■ **DATA TO USE**:
==================================================

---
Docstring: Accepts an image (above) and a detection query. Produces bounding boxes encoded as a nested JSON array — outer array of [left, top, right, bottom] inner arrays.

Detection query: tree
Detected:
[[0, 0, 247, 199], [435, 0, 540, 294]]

==================================================

Render every line of the records above as a numbered list, one item per line, and omit the blank lines.

■ **SOLUTION FOR THIS EXERCISE**:
1. ---
2. Docstring: Accepts an image (above) and a detection query. Produces bounding boxes encoded as a nested JSON array — outer array of [left, top, right, bottom] inner arrays.
3. Detection query: tree
4. Detected:
5. [[0, 0, 247, 199], [435, 0, 540, 294]]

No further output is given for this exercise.